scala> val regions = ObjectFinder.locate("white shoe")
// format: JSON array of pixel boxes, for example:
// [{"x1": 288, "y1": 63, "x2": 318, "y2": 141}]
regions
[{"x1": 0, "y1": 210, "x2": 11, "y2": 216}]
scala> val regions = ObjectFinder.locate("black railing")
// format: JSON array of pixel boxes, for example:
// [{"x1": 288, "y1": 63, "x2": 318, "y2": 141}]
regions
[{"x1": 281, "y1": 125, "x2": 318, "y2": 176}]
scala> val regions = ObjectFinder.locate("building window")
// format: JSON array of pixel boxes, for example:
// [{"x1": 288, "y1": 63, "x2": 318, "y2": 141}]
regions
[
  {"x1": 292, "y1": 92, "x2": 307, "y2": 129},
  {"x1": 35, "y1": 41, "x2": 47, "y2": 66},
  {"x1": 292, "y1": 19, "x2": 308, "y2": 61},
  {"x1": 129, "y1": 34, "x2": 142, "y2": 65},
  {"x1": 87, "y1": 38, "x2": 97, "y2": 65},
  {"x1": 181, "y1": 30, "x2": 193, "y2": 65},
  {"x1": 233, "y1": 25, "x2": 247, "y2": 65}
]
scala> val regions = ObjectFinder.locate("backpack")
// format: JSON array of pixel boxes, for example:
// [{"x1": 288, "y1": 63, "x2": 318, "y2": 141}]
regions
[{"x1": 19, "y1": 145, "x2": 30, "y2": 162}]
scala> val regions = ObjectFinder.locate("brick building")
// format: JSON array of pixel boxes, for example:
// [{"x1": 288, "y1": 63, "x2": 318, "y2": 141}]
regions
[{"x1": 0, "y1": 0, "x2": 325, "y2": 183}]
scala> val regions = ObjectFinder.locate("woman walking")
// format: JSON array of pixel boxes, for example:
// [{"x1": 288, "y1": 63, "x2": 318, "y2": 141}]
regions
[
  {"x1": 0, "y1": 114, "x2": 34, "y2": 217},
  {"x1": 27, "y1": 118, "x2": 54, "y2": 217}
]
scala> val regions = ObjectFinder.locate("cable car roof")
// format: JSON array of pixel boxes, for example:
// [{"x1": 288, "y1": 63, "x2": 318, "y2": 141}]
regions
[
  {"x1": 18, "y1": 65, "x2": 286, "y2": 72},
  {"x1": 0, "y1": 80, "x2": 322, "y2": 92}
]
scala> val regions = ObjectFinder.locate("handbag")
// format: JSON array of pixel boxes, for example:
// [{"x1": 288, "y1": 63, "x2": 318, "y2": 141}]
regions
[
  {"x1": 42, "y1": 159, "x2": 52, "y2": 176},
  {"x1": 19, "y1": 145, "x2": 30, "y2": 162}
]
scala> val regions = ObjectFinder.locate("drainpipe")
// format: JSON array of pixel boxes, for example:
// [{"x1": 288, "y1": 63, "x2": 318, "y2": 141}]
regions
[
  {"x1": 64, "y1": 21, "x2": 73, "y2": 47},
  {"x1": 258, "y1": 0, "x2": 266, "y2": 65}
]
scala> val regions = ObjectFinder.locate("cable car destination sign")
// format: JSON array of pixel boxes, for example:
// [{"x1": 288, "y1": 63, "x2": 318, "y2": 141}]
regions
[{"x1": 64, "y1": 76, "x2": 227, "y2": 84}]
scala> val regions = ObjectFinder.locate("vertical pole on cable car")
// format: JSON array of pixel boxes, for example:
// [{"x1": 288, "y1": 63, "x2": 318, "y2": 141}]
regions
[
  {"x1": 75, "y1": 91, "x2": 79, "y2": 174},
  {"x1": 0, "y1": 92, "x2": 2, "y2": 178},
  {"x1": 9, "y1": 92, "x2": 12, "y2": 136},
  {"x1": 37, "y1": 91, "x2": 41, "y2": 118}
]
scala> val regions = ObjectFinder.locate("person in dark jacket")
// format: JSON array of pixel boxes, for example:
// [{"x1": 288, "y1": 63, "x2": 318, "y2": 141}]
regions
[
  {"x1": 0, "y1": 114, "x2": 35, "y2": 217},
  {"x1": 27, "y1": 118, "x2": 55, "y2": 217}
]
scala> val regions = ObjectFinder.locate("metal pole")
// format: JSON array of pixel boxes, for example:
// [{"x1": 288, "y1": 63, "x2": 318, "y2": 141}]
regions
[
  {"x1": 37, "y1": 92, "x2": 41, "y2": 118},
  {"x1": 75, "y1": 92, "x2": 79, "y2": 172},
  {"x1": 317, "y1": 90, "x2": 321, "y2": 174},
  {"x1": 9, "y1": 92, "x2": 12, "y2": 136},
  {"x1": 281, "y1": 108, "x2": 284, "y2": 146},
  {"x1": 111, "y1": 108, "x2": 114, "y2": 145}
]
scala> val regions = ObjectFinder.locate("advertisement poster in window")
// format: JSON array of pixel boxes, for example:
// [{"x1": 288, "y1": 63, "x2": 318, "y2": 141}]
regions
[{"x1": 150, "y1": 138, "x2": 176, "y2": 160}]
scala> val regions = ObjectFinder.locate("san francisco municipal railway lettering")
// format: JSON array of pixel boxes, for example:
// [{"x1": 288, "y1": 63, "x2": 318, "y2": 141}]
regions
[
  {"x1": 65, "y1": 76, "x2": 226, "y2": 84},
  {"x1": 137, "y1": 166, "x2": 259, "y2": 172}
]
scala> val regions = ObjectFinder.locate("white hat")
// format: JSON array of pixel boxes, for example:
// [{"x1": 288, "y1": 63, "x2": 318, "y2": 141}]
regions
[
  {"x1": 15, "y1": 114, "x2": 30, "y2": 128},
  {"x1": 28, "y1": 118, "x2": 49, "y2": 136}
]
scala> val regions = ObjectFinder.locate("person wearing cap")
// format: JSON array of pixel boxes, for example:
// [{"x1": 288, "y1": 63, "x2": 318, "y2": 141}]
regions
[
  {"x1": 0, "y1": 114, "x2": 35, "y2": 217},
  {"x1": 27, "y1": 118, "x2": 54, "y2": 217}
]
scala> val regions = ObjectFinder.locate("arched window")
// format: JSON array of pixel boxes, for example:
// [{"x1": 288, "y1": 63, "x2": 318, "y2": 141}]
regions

What the exercise asks - Extract each line from the items above that contains the word "window".

Task output -
scala> val regions = ObjectFinder.locate("building window")
scala> val regions = ObjectFinder.locate("advertisement poster in window")
scala> val regions = ObjectFinder.locate("arched window")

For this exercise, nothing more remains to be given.